## Exercise prompt
Write each line exactly, from the line that holds "Please give the outline of every instance of the stack" through the final line of the material, and no other line.

----- Materials provided -----

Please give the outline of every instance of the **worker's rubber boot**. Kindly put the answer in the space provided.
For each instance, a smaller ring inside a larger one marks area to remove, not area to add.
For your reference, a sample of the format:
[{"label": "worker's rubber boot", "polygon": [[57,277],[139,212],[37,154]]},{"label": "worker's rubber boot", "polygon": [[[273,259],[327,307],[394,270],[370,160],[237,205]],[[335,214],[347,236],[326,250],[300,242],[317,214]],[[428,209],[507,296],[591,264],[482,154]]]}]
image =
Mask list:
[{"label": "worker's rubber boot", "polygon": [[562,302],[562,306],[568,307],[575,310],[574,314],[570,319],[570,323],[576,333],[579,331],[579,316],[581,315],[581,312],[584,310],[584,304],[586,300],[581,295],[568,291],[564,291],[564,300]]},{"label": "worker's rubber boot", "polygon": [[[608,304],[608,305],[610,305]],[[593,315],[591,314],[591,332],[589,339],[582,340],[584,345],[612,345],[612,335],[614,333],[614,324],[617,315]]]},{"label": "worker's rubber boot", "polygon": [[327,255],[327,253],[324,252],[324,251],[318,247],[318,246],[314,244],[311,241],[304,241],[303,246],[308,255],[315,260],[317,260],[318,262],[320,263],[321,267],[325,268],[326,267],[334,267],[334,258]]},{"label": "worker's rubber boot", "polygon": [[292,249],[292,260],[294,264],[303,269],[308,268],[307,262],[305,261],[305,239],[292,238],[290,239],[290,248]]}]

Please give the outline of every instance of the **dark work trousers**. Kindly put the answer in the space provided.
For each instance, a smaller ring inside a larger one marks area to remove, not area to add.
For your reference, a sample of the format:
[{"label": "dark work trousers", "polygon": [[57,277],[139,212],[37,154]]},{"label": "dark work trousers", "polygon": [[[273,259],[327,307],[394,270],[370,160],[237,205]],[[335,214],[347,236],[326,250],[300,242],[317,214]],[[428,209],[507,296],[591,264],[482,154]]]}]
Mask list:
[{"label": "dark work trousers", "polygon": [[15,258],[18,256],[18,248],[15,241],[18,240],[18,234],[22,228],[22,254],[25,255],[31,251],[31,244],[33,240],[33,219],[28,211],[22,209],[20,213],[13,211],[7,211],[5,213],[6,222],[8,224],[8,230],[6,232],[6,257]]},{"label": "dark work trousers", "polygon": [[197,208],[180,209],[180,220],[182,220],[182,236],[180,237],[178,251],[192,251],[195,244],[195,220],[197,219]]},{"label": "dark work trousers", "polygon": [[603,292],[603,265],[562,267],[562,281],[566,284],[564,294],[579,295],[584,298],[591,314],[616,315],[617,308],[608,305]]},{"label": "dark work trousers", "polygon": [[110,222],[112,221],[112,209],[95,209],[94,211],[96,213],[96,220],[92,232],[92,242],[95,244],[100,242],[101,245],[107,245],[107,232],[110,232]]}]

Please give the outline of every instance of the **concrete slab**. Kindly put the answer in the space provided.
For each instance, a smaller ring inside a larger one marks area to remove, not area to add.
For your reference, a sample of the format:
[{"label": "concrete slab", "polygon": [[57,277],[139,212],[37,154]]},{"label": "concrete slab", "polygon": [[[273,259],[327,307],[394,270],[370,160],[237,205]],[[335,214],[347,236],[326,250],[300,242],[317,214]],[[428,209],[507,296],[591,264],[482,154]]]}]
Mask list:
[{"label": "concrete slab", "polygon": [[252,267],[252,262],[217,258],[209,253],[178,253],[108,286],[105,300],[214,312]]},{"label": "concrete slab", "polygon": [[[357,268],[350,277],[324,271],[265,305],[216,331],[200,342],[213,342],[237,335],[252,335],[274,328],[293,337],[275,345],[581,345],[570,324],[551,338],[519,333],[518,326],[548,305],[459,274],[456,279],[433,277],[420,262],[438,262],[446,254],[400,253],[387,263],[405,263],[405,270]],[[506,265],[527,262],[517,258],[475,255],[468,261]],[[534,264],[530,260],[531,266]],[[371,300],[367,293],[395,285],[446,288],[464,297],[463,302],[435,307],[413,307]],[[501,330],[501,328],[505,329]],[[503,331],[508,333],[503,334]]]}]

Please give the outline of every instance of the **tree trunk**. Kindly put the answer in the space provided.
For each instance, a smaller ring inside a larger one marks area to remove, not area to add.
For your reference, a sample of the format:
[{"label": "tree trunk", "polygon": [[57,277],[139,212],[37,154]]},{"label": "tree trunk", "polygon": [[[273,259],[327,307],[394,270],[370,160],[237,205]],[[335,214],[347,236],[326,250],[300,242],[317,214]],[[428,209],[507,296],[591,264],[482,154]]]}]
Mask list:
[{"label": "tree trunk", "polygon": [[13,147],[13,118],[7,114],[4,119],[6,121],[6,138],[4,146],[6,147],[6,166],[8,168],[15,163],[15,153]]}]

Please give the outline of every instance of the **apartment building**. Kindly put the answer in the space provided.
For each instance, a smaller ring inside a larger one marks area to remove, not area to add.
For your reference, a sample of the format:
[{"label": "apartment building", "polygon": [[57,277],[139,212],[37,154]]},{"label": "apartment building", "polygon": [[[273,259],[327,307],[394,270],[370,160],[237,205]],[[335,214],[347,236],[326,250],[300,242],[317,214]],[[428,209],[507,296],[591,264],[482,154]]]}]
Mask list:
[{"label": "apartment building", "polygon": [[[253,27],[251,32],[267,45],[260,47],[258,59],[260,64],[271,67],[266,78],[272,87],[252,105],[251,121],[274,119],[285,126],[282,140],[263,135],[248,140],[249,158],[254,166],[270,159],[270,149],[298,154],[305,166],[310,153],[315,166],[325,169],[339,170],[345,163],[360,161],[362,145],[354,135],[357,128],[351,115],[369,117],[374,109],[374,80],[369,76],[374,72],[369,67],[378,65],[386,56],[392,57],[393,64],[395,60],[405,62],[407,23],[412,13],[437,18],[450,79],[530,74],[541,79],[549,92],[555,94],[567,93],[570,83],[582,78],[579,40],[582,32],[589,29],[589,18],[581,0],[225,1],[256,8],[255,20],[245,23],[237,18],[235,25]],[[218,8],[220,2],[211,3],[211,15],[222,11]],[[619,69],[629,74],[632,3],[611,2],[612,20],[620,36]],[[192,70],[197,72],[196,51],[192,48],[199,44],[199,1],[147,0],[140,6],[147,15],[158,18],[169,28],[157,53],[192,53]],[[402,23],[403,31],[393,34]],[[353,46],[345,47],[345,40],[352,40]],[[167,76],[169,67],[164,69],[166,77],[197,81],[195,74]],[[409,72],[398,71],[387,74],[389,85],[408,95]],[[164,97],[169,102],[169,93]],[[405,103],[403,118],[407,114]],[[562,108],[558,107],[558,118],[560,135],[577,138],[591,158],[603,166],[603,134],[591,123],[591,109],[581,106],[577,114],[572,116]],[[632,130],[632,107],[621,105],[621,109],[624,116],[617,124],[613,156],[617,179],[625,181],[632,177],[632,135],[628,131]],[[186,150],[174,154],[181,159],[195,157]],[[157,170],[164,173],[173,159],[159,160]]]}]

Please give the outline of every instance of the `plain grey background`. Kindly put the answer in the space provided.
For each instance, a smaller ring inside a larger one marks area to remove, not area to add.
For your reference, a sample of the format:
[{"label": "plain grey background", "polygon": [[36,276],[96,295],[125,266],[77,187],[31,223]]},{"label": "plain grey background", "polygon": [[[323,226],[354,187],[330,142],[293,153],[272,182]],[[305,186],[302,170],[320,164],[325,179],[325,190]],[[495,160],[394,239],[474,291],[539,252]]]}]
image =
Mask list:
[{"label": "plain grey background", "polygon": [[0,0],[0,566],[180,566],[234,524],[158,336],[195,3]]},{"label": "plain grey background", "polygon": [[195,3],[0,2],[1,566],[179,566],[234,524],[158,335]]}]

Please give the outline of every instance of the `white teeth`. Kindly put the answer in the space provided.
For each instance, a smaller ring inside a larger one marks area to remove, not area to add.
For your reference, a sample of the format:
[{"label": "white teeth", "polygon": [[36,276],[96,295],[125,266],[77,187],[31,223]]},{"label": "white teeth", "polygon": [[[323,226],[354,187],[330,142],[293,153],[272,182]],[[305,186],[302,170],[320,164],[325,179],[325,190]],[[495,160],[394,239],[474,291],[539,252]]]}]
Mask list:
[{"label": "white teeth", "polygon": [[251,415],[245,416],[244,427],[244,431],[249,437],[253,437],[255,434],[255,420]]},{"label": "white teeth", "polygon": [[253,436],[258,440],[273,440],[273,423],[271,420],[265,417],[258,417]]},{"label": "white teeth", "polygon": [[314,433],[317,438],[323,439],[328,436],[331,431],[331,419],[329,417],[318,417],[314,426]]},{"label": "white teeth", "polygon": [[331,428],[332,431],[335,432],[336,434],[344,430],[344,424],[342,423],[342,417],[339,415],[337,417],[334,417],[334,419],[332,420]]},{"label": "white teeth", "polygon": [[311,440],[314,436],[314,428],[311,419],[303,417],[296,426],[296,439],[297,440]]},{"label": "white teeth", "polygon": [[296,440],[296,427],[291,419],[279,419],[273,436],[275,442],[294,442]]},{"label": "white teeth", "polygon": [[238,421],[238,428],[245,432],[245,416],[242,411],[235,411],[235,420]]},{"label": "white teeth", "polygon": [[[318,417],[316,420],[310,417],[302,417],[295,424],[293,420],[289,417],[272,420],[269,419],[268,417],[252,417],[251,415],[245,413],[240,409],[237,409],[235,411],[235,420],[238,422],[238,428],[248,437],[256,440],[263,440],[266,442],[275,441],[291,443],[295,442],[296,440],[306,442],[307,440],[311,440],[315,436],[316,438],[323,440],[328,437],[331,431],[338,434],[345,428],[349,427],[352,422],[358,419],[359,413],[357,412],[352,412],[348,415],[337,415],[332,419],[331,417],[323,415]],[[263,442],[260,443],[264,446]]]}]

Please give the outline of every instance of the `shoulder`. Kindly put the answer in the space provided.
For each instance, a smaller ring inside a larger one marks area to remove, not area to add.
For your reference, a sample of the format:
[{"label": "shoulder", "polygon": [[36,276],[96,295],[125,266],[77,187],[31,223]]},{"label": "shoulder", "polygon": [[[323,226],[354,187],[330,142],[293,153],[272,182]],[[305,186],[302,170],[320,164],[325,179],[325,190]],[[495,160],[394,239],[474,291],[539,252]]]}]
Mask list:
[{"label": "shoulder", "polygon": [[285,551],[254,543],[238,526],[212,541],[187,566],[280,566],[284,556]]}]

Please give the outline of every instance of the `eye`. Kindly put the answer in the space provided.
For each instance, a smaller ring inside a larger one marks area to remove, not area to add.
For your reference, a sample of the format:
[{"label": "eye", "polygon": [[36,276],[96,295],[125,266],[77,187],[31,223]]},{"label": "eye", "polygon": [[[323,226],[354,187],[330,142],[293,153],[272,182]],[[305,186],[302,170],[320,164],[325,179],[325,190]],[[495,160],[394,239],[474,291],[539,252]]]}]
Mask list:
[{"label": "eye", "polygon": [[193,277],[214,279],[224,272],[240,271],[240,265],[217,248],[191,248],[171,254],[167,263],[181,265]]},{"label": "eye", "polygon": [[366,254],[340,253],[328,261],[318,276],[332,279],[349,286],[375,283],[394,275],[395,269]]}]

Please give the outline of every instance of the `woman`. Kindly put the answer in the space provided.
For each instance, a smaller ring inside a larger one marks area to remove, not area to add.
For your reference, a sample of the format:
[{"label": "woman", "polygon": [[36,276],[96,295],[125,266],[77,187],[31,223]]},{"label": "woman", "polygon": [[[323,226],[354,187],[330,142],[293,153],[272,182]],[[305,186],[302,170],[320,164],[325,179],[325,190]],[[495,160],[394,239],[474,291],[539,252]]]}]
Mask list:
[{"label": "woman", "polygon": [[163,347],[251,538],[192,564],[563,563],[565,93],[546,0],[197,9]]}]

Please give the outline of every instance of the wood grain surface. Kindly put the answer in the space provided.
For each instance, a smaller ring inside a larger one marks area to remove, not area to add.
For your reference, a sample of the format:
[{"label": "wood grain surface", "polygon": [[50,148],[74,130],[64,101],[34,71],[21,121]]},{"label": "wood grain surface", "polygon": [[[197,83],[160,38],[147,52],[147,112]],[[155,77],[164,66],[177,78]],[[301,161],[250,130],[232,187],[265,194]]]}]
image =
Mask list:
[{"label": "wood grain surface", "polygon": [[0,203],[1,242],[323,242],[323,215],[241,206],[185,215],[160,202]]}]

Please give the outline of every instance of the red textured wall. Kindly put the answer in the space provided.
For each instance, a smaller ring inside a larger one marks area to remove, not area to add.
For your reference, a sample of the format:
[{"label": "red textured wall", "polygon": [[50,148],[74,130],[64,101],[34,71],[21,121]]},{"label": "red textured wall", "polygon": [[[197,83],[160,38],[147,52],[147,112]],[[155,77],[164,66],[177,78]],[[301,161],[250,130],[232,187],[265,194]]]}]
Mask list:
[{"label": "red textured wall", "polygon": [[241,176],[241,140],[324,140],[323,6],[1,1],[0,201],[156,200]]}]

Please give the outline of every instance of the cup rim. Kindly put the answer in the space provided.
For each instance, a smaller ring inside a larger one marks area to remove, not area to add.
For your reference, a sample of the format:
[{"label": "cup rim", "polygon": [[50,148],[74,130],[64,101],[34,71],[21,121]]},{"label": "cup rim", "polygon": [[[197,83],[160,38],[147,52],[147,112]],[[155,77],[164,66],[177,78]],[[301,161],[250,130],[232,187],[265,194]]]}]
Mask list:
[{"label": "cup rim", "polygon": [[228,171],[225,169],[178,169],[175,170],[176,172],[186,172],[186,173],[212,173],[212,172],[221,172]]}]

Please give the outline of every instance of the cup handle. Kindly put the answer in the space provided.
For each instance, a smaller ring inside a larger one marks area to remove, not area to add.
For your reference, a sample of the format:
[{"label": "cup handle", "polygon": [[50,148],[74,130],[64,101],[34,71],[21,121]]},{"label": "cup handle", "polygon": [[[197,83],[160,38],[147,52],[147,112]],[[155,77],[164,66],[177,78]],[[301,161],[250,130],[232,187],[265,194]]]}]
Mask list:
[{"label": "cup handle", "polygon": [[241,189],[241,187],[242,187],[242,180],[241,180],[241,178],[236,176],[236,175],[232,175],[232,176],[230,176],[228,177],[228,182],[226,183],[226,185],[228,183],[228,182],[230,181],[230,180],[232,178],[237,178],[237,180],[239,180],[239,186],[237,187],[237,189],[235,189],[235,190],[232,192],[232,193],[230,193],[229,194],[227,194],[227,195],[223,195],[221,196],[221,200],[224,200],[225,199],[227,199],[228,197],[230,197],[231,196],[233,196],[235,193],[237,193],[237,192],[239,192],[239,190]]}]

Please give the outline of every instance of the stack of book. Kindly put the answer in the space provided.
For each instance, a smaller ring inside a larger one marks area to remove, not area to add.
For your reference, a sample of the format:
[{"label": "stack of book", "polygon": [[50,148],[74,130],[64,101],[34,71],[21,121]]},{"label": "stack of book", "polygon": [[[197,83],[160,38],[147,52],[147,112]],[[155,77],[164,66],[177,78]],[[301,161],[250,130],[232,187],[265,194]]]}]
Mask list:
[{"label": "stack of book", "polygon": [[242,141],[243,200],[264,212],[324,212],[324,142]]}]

-----

## Answer to this problem
Please give the outline of every instance of the stack of book. Kindly put the answer in the space provided.
For each instance, a smaller ring inside a larger one marks area to remove, not area to add.
For your reference, a sample of the format:
[{"label": "stack of book", "polygon": [[50,148],[74,130],[64,101],[34,71],[21,121]]},{"label": "stack of book", "polygon": [[[197,83],[160,38],[147,52],[147,112]],[[155,77],[164,66],[177,78]],[[301,161],[250,130],[232,187],[265,194]]]}]
Mask list:
[{"label": "stack of book", "polygon": [[242,141],[243,200],[264,212],[324,212],[324,142]]}]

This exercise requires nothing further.